[Ausgangstext]:
+ + + + +
Wellenreiten, made in Germany: Die Drehbuchautoren von "Kleinruppin forever" haben sich das schon clever ausgedacht, mit zwei Retrotrends gleichzeitig zu schwimmen, und ihre Ostalgie-Komödie im Teenager-Milieu der 80er Jahre anzusiedeln - da kann man mal schauen, was im Jahrzehnt von Modern Talking und Boris Becker so in der Deutschen Demokratischen Republik los war. Und um die vermeintliche Erfolgsformel gleich richtig bombensicher zu machen, bemüht man für den Plot auch noch eines der meist bewährten (oder auch: abgegriffensten) Komödienmotive überhaupt: Die "Vertauschter Zwilling"-Klamotte (wobei es eine deutsch-deutsche Geschichte mit Zwillingen auch schon vor über zehn Jahren in den "Schultze & Schultze"-TV-Filmen mit Götz George gab).
+ + + + +
[Datenteil]:
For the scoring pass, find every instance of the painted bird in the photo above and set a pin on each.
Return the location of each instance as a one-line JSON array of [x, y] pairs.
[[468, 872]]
+ + + + +
[Fragestellung]: In welchen Fernsehfilmen gab es laut dem Ausgangstext schon früher eine deutsch-deutsche Geschichte mit Zwillingen?

[Ergebnis]: In den „Schultze & Schultze“-TV-Filmen mit Götz George.